PAGE EXTRACT ->
^^^^^^^^

Then again, Kraft is careful not to identify the Singles as actual cheese. Or food, for that matter.
"Our advice to people is to buy cheese, which this is not," explains Patty Lovera, assistant director of Food and Water Watch, a consumer advocacy nonprofit.
Lovera explains that in order for a food to qualify as cheese, it has to maintain a "standard of identity" determined by the Food and Drug Administration. "So if you're buying Swiss cheese or cheddar or American, there are certain criteria you have to make," she says. "When you get down to Kraft or Velveeta, they're working outside the standards of identity."
Kraft Singles do have some real cheese on their ingredient list. But that list also includes whey, milk, milk protein concentrate, milkfat, whey protein concentrate, sodium citrate, less than 2% of calcium phosphate, salt, lactic acid, annatto and paprika extract (color), natamycin, enzymes, cheese culture, and vitamin D3.
Milk protein concentrate (MPC), one of the items on the Kraft Singles ingredient list, has proven itself a controversial substance in the past. But MPC's are not synthetic ingredients; the white-ish powder consists of many different milk proteins that arrive as dairy processing byproducts.
"Basically, [MPC] comes from making cheese and all sorts of other milk, and it’s really valuable protein," explains University of California-Davis food science professor David Mills. "We really hate to throw them away. And thankfully people have figured out uses for them."
But the controversy over MPC's deals with where that powder comes from. Often, MPC's are imported from New Zealand. China and Mexico also export significant amounts of an MPC component to the U.S. After showing that MPC imports were undercutting New York dairy farmers by tens of millions of dollars a year, in 2009, New York Senator Chuck Schumer proposed federal legislation to impose a tariff on the stuff. The legislation died in committee.
"There's been some reports that some are being made domestically, but it's likely being imported," says Food and Water Watch's Lovera. "We think it's just a way to find a cheaper source of dairy and undercut domestic dairy farmers. We also have to struggle more with safety; you're putting a lot of trust in a government you have no ability to impact."

^^^^^^^^

Stored data entries
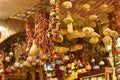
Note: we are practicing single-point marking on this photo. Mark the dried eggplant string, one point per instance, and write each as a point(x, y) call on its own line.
point(41, 29)
point(29, 32)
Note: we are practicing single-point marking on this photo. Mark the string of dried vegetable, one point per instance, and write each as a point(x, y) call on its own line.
point(41, 29)
point(29, 32)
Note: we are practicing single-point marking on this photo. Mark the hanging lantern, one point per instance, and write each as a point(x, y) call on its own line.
point(8, 69)
point(101, 63)
point(7, 59)
point(96, 67)
point(48, 67)
point(16, 64)
point(69, 65)
point(55, 56)
point(88, 67)
point(62, 68)
point(27, 64)
point(92, 60)
point(59, 61)
point(66, 58)
point(11, 54)
point(29, 58)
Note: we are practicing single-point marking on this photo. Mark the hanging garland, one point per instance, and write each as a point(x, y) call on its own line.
point(41, 39)
point(54, 25)
point(29, 32)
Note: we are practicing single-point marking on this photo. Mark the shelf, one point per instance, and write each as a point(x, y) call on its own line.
point(106, 71)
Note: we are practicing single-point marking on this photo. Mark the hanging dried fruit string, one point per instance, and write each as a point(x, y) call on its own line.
point(29, 32)
point(114, 18)
point(54, 25)
point(41, 39)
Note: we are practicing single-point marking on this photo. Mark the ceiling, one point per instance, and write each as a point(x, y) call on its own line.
point(11, 7)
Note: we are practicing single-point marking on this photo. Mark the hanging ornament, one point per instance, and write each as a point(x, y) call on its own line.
point(7, 59)
point(11, 54)
point(101, 63)
point(16, 64)
point(48, 67)
point(66, 58)
point(88, 67)
point(96, 67)
point(92, 60)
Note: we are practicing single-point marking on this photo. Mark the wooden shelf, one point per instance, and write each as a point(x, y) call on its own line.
point(106, 71)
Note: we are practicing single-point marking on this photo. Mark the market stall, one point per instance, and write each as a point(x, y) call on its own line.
point(62, 40)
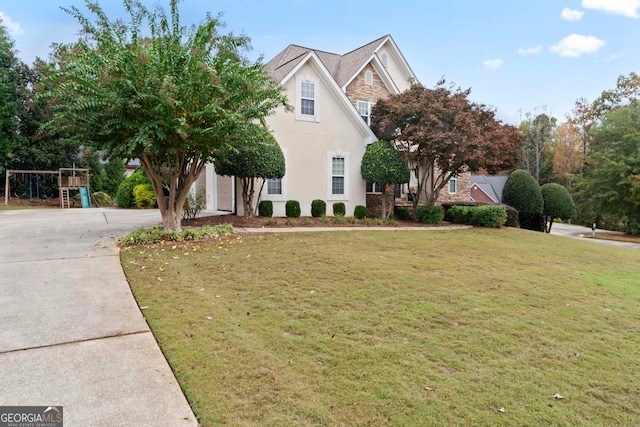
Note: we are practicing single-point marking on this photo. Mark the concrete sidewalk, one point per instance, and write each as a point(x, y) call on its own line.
point(71, 333)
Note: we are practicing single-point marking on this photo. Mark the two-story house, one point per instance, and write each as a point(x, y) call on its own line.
point(326, 135)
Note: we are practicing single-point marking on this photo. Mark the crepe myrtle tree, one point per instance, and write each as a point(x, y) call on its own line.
point(173, 97)
point(441, 134)
point(257, 156)
point(383, 165)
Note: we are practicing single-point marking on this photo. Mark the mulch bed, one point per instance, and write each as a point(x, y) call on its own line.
point(260, 222)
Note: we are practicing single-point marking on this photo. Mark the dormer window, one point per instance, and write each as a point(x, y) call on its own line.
point(308, 98)
point(368, 77)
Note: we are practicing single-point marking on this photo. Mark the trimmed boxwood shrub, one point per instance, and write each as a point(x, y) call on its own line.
point(318, 208)
point(431, 214)
point(488, 216)
point(360, 212)
point(265, 208)
point(292, 209)
point(144, 196)
point(403, 214)
point(124, 196)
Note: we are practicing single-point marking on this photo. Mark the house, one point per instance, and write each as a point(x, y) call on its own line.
point(326, 135)
point(487, 188)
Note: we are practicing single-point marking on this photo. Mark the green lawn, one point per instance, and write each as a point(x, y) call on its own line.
point(398, 328)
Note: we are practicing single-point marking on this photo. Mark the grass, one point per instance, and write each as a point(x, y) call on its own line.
point(397, 328)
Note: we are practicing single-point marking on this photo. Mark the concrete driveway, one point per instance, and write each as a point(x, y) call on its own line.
point(579, 232)
point(71, 333)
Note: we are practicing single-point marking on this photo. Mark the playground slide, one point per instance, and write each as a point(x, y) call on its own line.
point(84, 197)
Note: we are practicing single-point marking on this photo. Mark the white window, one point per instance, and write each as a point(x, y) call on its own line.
point(374, 188)
point(338, 176)
point(364, 109)
point(453, 186)
point(308, 98)
point(274, 187)
point(368, 77)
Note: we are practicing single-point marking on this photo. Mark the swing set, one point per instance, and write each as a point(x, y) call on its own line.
point(68, 179)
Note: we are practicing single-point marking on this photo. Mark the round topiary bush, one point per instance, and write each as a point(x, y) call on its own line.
point(292, 209)
point(124, 196)
point(523, 193)
point(318, 208)
point(360, 212)
point(144, 196)
point(265, 208)
point(339, 209)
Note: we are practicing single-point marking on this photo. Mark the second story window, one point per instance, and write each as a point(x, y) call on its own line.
point(307, 98)
point(364, 109)
point(368, 77)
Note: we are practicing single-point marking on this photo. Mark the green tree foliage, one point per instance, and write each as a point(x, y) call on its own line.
point(557, 204)
point(441, 133)
point(383, 164)
point(611, 180)
point(522, 192)
point(256, 156)
point(173, 97)
point(537, 148)
point(13, 90)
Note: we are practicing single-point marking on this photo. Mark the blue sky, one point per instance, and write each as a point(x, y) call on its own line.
point(516, 55)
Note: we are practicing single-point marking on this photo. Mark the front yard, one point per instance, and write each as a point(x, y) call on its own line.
point(474, 327)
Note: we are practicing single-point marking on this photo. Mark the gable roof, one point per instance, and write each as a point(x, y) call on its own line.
point(343, 68)
point(491, 185)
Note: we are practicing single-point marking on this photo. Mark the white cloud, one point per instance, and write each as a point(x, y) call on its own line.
point(493, 64)
point(12, 27)
point(571, 15)
point(627, 8)
point(575, 45)
point(530, 51)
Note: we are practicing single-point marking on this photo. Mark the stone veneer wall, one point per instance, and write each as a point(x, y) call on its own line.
point(358, 90)
point(463, 190)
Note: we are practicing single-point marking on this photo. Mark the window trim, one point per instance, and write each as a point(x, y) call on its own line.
point(453, 180)
point(374, 186)
point(330, 156)
point(370, 105)
point(315, 117)
point(277, 197)
point(368, 78)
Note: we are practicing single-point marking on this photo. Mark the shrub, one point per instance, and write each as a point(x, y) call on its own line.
point(431, 214)
point(292, 209)
point(265, 208)
point(360, 212)
point(318, 208)
point(102, 198)
point(512, 216)
point(144, 196)
point(523, 193)
point(339, 209)
point(124, 196)
point(193, 205)
point(494, 216)
point(460, 214)
point(403, 214)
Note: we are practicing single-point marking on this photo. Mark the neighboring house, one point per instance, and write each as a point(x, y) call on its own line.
point(487, 188)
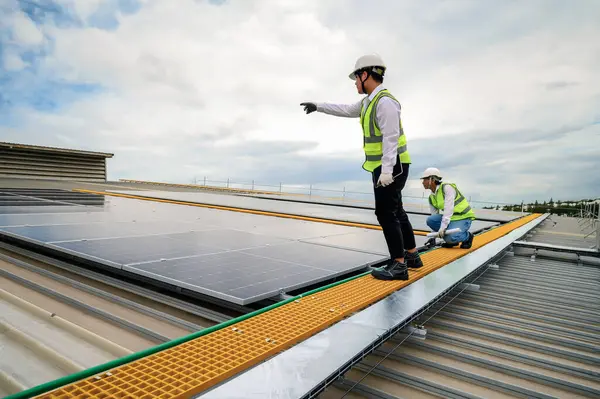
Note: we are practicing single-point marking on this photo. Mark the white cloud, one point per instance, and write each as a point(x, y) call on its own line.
point(24, 30)
point(13, 62)
point(178, 75)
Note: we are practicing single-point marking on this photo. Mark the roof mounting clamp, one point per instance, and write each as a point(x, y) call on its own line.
point(418, 331)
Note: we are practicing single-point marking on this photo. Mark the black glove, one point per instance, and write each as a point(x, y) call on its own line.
point(309, 107)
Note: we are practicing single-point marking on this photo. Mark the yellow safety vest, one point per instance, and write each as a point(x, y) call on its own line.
point(372, 137)
point(462, 209)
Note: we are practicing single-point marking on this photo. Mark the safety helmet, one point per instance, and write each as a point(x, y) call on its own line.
point(373, 62)
point(432, 172)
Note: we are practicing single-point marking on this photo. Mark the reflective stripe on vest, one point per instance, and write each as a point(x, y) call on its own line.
point(462, 209)
point(372, 137)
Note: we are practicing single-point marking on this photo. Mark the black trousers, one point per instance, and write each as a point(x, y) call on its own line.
point(397, 230)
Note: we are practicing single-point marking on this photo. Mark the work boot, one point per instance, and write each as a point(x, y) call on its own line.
point(468, 242)
point(449, 245)
point(395, 271)
point(413, 260)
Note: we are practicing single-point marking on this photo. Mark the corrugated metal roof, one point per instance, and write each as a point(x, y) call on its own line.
point(55, 149)
point(566, 231)
point(531, 330)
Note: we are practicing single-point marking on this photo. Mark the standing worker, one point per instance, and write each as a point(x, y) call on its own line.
point(457, 212)
point(386, 157)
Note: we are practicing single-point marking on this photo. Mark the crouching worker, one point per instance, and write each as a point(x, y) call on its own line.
point(456, 211)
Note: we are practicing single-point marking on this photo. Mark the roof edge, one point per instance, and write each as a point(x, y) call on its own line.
point(55, 149)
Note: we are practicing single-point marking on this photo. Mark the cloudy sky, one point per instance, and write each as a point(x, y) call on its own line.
point(503, 96)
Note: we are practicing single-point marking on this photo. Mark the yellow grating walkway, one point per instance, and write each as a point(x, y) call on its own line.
point(192, 367)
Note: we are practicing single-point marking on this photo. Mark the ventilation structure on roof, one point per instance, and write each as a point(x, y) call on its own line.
point(36, 162)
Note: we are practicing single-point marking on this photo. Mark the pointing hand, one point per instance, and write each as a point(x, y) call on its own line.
point(309, 107)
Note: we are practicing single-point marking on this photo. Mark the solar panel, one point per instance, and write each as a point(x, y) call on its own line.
point(367, 202)
point(371, 241)
point(229, 255)
point(250, 275)
point(233, 276)
point(76, 232)
point(354, 215)
point(52, 196)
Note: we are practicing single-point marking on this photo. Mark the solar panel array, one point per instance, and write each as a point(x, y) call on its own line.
point(240, 258)
point(346, 214)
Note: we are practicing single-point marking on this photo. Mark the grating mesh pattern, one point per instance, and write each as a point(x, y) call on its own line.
point(196, 365)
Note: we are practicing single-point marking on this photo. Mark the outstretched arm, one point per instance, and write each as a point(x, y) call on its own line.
point(344, 110)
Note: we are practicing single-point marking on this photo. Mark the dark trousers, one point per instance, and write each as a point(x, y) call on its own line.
point(397, 230)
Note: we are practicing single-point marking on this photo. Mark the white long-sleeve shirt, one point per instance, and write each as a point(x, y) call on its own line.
point(387, 119)
point(449, 197)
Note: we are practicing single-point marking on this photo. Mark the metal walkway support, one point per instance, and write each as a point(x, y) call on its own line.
point(306, 369)
point(191, 365)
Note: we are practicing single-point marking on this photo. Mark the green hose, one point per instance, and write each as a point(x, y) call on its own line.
point(51, 385)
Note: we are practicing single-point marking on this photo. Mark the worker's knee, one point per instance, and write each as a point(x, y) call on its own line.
point(434, 222)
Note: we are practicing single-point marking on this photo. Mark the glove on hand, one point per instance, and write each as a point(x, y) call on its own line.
point(309, 107)
point(385, 179)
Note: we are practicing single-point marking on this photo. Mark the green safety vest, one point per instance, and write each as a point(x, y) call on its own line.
point(462, 209)
point(372, 137)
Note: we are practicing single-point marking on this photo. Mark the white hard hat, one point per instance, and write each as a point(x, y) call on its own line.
point(429, 172)
point(369, 60)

^^^^^^^^

INSTRUCTIONS ->
• A. Answer these questions from the text on Kraft Singles:
(i) Which federal agency determines the "standard of identity" a food must meet to count as cheese?
(ii) What subject does David Mills teach, and at which university?
(iii) What became of the tariff legislation Chuck Schumer proposed in 2009?
• B. Carry the text on Kraft Singles and milk protein concentrate forward from its last sentence.

ANSWERS TO THIS EXERCISE ->
• A.
(i) The Food and Drug Administration.
(ii) Food science, at the University of California-Davis.
(iii) It died in committee.

• B.
In 2002, Kraft's use of MPC's also motivated the FDA to send a warning letter to the company, arguing that Kraft's then-marketing of Singles as "pasteurized process cheese food" didn't conform to the FDA's standard of identity for "pasteurized process cheese food." But that was easy enough to get around. Now, if you look at how Kraft defines Singles, they're described as "pasteurized prepared cheese product."
Kraft, to be clear, does not claim that the Singles are natural. Instead, it refers to natamycin, the anti-fungal, as a natural preservative. But just about anything can qualify as natural. The FDA "has not developed a definition for use of the term natural or its derivatives." At the same time, the agency has not "objected" to the use of the word if the product leaves out artificial flavors, colors, and synthetics, according to its website.
"They get to call it whatever they want," says Lovera. "We just tell people it's a meaningless label."
Still, some companies are finding that the "natural" claim, while nice for marketing purposes, is far more trouble than its worth. Over the last two years, at least 100 false advertising lawsuits have been filed because of the term, according to the Wall Street Journal. Some of those lawsuits, WSJ notes, have ended in multi-million dollar settlements.
But even if Kraft is careful about its wording, Hansen, the Consumers Union scientist, cautions against buying into the spirit of Kraft's wholesome, farm-fresh campaign.
"As people get more and more interested in the labels that are on foods, more of these sort of artificial food products--they’re trying to make them look healthier or more natural," he says. "But this is really more trying to put lipstick on a pig."